# ESTRATTO DELLA FONTE
+--

From dbda00405b6ed55511b549b51b9a0f65314941f5 Mon Sep 17 00:00:00 2001
From: fundor333 <github@fundor333.com>
Date: Sun, 27 Jul 2025 19:35:30 +0200
Subject: [PATCH] Enhances Mastodon link handling and previews

Adds functionality to identify Mastodon links in Hugo markdown files, extract relevant information like instance and ID, and generate previews.

This allows for embedding Mastodon toots directly into the generated Hugo site and provides a preview text extracted from the toot content improving the user experience and content integration. It also adds a fallback in case a toot disappears to avoid broken content.

Also adds `bleach` as a dependency to sanitize HTML content.
---
 action_script/replay-getter.py | 73 +++++++++++++++++++++++++++++++++-
 layouts/partials/micro.html    | 12 ++++++
 layouts/partials/toot.html     | 63 +++++++++++++++++++++++++++++
 poetry.lock                    | 32 ++++++++++++++-
 pyproject.toml                 |  1 +
 5 files changed, 179 insertions(+), 2 deletions(-)
 create mode 100644 layouts/partials/toot.html

diff --git a/action_script/replay-getter.py b/action_script/replay-getter.py
index aae7ba81..a07dc821 100644
--- a/action_script/replay-getter.py
+++ b/action_script/replay-getter.py
@@ -3,10 +3,75 @@ import re
 import requests
 import frontmatter
 from bs4 import BeautifulSoup
+from urllib.parse import urlparse
 
 # --- Funzioni di Supporto ---
 
 HUGO_CONTENT_PATH = "content"
+MAX_LENGHT = 800
+
+
+def get_instance_and_id(url):
+    """
+    Estrae l'istanza (hostname) e un potenziale ID da un URL,
+    basandosi su pattern comuni di Mastodon.

+--

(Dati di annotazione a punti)
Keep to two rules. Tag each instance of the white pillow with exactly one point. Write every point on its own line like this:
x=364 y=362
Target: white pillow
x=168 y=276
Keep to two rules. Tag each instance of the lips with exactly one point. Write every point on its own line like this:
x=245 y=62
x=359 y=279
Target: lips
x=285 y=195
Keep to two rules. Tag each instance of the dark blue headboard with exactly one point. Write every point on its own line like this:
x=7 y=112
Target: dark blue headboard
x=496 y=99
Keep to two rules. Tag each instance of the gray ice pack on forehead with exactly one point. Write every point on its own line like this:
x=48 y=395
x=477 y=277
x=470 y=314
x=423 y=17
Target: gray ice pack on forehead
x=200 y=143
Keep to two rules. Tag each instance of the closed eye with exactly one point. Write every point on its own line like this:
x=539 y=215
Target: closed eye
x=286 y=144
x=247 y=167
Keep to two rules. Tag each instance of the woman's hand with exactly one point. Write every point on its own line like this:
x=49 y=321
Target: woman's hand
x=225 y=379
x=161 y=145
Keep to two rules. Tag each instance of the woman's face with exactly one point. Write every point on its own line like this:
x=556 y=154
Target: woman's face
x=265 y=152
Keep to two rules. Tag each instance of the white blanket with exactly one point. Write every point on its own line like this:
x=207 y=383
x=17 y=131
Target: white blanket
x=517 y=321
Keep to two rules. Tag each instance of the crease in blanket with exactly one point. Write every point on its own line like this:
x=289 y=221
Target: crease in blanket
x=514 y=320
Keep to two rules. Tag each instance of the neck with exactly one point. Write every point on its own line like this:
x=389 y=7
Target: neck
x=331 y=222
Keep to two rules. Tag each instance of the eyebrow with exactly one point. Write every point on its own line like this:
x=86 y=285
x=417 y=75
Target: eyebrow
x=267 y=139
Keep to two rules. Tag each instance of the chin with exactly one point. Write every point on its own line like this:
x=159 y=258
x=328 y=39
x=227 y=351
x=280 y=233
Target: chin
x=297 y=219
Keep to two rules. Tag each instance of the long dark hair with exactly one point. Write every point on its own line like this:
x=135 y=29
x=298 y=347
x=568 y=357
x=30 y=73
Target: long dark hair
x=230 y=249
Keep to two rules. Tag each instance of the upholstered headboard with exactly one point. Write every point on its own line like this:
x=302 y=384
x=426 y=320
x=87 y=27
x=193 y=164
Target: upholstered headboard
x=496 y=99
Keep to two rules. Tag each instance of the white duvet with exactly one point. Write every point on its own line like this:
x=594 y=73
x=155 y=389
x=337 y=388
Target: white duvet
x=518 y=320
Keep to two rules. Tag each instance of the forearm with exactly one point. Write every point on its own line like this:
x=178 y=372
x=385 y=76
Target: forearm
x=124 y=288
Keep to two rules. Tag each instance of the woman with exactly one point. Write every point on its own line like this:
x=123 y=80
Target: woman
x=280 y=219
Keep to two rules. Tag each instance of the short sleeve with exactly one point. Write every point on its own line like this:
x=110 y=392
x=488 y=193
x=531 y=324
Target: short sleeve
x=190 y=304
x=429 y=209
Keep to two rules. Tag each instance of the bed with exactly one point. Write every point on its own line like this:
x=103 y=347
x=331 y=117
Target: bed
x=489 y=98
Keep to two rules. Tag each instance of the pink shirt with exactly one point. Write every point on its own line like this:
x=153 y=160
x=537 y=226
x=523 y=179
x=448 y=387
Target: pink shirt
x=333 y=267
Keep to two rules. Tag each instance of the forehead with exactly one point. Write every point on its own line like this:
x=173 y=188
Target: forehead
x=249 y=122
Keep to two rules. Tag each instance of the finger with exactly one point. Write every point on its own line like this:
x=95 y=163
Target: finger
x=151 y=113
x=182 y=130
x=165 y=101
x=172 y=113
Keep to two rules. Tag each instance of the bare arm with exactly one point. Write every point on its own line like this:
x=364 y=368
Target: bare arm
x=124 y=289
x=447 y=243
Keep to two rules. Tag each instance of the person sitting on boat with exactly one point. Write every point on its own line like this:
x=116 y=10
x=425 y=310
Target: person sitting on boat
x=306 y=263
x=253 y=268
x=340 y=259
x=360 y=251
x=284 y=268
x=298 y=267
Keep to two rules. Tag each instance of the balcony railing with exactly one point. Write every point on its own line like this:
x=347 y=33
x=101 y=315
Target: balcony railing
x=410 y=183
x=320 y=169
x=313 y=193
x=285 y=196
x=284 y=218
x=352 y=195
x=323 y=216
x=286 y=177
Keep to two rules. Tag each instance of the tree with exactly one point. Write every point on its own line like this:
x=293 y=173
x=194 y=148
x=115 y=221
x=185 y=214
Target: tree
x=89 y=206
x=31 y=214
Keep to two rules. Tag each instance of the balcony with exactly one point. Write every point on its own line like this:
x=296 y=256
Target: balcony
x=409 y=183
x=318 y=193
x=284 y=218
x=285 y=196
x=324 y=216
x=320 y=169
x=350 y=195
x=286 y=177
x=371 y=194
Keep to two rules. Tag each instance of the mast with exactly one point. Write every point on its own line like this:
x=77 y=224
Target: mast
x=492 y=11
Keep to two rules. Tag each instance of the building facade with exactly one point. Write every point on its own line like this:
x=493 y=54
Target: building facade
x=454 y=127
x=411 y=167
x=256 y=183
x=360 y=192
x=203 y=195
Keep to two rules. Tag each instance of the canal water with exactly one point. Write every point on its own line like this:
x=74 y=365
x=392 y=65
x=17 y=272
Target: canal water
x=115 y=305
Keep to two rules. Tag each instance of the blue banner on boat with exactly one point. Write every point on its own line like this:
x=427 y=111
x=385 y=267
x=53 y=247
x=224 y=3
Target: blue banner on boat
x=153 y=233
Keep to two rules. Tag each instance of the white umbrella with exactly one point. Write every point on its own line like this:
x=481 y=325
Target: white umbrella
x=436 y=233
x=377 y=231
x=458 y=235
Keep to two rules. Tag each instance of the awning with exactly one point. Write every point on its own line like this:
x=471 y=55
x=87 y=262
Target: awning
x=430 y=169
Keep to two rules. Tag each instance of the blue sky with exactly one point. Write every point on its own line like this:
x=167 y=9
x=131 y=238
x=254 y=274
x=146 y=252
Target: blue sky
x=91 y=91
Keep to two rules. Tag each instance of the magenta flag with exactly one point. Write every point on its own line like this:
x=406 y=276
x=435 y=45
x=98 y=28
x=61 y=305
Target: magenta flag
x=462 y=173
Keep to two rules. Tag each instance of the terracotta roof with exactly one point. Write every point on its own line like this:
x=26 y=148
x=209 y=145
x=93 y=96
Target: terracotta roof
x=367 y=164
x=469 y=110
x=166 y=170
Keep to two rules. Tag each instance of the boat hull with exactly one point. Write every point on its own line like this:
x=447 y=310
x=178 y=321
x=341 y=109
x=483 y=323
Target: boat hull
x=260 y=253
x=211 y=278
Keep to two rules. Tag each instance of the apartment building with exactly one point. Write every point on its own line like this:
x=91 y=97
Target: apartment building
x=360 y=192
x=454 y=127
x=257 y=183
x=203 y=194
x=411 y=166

+--

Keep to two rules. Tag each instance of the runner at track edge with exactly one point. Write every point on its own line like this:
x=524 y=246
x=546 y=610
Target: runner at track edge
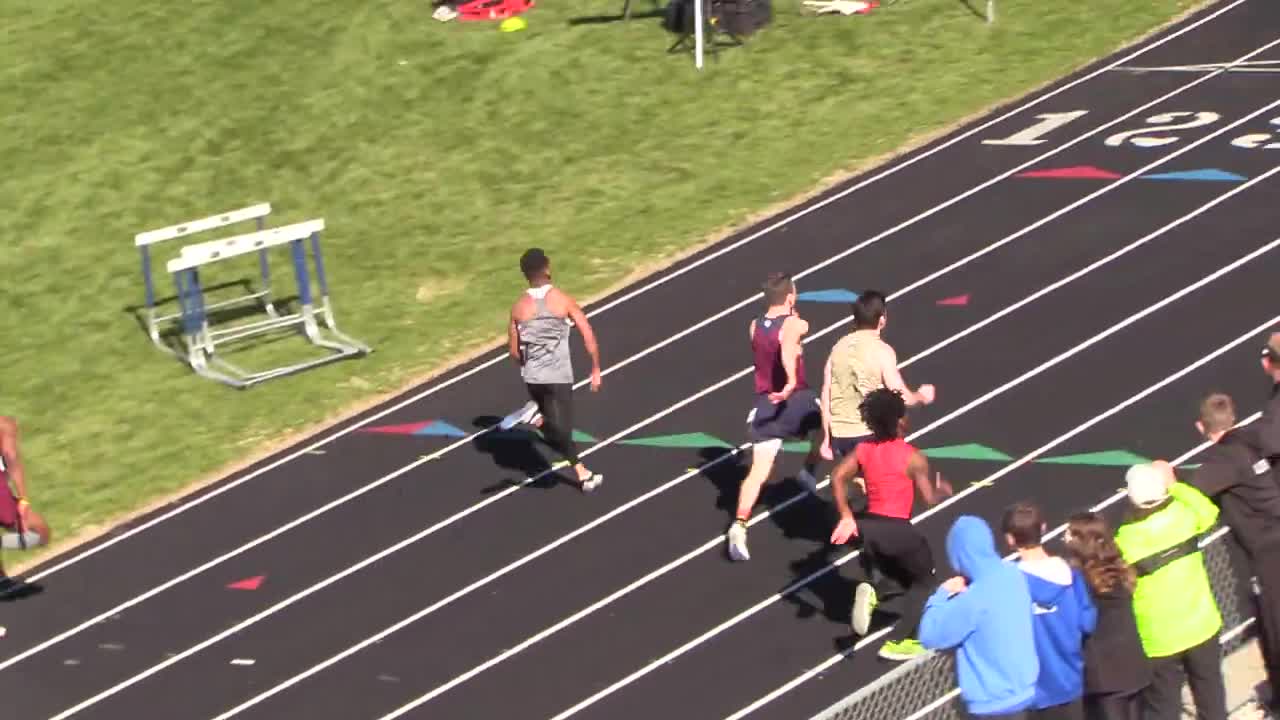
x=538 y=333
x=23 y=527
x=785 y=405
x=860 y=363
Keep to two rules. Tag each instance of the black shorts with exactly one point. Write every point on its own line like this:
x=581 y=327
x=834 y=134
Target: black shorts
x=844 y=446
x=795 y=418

+--

# ESERCIZI
[A] Elenca tutti i file che il riepilogo della patch per i link Mastodon indica come modificati.
[B] Scrivi il seguito della patch per i link Mastodon, ripartendo subito dopo l'ultima riga mostrata.

# SOLUZIONI DEGLI ESERCIZI
[A] action_script/replay-getter.py, layouts/partials/micro.html, layouts/partials/toot.html, poetry.lock, pyproject.toml

[B]
+
+    Args:
+        url (str): La stringa URL da analizzare.
+
+    Returns:
+        tuple: Una tupla contenente (istanza, id).
+               Restituisce (None, None) se l'URL non è ben formato
+               o se non è possibile estrarre un'istanza.
+    """
+    parsed_url = urlparse(url)
+
+    instance = parsed_url.netloc if parsed_url.netloc else None
+
+    if not instance:
+        return None, None
+
+    path_segments = parsed_url.path.strip("/").split("/")
+
+    # Logica per trovare l'ID basandosi sui pattern di Mastodon
+    if len(path_segments) >= 2 and path_segments[0].startswith("@"):
+        if len(path_segments) == 2:
+            if path_segments[1].isdigit():
+                return instance, path_segments[1]
+            else:
+                return instance, path_segments[0]
+        elif (
+            len(path_segments) > 2
+            and path_segments[1] == "statuses"
+            and path_segments[2].isdigit()
+        ):
+            return instance, path_segments[2]
+        elif len(path_segments) > 2 and path_segments[2].isdigit():
+            return instance, path_segments[2]
+
+    elif (
+        len(path_segments) >= 3
+        and path_segments[0] == "web"
+        and path_segments[1] == "statuses"
+        and path_segments[2].isdigit()
+    ):
+        return instance, path_segments[2]
+
+    elif (
+        len(path_segments) >= 4
+        and path_segments[0] == "users"
+        and path_segments[2] == "statuses"
+        and path_segments[3].isdigit()
+    ):
+        return instance, path_segments[3]
+
+    if path_segments:
+        if path_segments[-1].isdigit():
+            return instance, path_segments[-1]
+        elif path_segments[0].startswith("@") and len(path_segments) == 1:
+            return instance, path_segments[0]
+
+    return instance, None  # Nessun ID specifico trovato per URL di base o generici
 
 
 def get_page_content(url):
@@ -23,7 +88,7 @@ def get_page_content(url):
         return None
 
 
-def extract_preview_from_html(html_content, max_length=200):
+def extract_preview_from_html(html_content, max_length=MAX_LENGHT):
     """
     Estrae una porzione di testo pulita dal contenuto HTML per una preview.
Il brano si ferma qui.